Starting with the line that mentions "Wildlife-survey tagging: tag each instance of the natural", repeat each line verbatim until the entries end, both ends included.

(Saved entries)
+++
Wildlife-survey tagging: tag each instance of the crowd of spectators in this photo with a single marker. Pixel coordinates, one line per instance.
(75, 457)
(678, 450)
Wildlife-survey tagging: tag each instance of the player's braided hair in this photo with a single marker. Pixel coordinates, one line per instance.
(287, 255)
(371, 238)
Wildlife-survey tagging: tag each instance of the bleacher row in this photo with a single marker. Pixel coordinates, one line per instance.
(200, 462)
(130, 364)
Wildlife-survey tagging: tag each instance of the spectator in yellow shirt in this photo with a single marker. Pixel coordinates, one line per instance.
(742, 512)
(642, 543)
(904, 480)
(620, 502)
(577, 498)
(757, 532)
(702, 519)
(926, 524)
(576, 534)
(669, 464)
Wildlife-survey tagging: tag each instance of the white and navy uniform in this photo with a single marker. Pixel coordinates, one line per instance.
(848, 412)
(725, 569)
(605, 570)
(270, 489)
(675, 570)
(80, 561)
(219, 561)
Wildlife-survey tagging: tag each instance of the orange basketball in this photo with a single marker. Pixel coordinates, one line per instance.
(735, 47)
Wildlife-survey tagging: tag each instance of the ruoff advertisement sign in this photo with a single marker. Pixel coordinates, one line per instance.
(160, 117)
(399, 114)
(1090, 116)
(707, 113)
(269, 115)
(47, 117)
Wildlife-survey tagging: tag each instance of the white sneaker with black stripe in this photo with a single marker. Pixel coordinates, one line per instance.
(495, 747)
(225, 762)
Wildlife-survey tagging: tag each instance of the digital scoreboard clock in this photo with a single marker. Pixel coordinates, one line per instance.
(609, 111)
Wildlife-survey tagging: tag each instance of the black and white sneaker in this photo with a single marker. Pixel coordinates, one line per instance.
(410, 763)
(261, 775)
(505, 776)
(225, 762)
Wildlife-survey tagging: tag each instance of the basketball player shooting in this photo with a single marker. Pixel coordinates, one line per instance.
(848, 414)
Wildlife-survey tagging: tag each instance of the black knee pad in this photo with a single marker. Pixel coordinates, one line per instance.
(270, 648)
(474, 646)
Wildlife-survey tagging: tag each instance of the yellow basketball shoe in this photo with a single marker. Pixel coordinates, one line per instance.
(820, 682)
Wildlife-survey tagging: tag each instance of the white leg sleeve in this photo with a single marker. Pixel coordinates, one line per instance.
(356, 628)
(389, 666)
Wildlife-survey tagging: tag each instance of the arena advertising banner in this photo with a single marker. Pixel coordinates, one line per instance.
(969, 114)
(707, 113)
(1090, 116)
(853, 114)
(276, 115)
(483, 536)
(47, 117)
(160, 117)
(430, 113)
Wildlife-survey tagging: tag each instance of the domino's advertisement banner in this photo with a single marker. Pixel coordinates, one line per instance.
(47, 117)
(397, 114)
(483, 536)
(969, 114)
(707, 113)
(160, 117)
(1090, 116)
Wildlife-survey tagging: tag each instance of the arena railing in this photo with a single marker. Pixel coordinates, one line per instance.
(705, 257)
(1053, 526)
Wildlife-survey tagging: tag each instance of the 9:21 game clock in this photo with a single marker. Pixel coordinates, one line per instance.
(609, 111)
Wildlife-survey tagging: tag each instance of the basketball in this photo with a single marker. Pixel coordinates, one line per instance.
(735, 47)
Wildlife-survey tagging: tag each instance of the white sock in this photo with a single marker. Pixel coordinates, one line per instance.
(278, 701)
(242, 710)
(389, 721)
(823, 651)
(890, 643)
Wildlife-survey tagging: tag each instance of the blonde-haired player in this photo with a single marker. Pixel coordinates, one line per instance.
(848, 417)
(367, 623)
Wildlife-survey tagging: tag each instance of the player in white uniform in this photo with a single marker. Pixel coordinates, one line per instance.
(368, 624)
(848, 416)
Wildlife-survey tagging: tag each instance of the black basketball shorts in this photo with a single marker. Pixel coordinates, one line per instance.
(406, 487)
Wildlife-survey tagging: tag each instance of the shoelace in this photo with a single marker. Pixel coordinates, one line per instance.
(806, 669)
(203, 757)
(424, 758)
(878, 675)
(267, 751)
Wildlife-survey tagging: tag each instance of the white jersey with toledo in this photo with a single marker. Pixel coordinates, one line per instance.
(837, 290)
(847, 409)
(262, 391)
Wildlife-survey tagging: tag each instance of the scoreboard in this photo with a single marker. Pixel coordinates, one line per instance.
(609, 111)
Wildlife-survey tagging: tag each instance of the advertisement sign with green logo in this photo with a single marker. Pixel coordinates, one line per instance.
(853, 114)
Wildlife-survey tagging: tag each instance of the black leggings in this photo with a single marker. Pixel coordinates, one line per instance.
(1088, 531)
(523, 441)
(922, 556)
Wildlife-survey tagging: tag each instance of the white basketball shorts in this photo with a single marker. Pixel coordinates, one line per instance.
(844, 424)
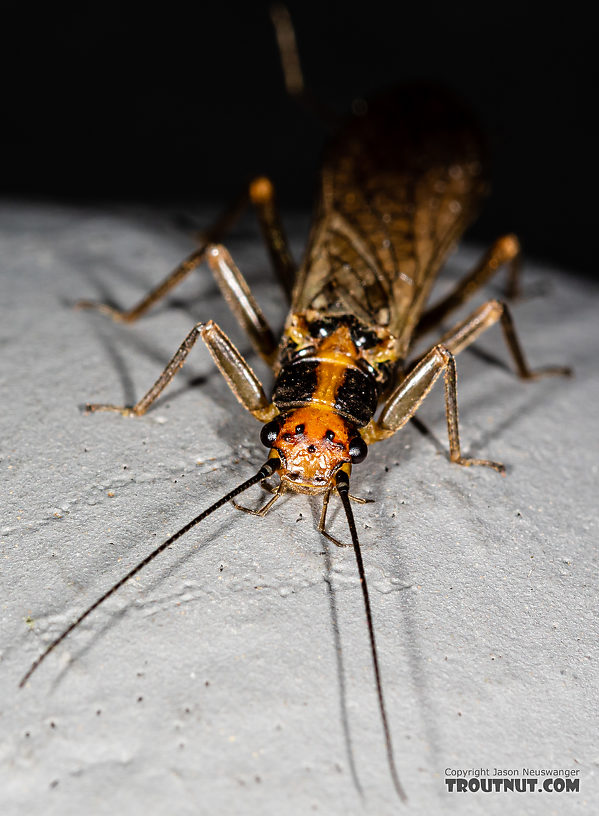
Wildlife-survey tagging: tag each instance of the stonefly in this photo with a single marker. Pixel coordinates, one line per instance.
(399, 184)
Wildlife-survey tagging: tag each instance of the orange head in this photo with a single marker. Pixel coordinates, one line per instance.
(313, 444)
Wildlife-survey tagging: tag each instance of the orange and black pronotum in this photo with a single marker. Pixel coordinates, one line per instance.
(400, 182)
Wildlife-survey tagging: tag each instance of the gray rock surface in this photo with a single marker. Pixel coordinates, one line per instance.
(234, 675)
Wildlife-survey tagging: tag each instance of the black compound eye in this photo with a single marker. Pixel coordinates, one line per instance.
(269, 433)
(358, 450)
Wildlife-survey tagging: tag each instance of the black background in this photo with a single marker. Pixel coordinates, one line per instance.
(181, 103)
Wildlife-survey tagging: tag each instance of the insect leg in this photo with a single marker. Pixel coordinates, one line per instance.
(506, 250)
(483, 318)
(410, 393)
(323, 518)
(236, 371)
(261, 195)
(213, 234)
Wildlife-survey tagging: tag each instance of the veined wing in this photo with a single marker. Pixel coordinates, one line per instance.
(399, 186)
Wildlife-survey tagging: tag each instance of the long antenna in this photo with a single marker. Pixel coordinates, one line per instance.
(342, 480)
(292, 69)
(267, 469)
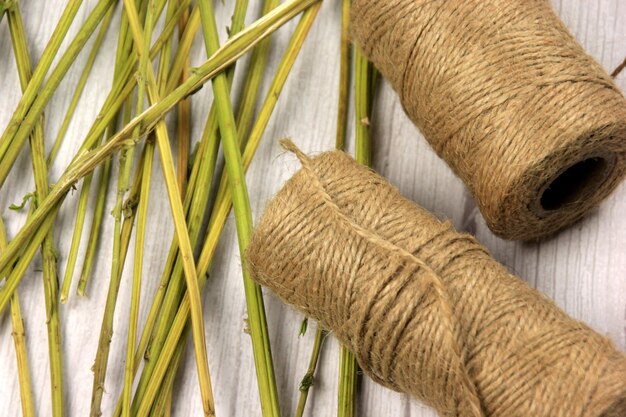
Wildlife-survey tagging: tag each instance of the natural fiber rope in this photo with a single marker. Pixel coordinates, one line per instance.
(425, 309)
(508, 98)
+++
→ **RESULT OF THIS EXERCISE**:
Wildlife-survey tagging: tag each instance of the natural fiber rope in this photo with a single marker. Pixel coordinates, one line per instance.
(425, 309)
(508, 98)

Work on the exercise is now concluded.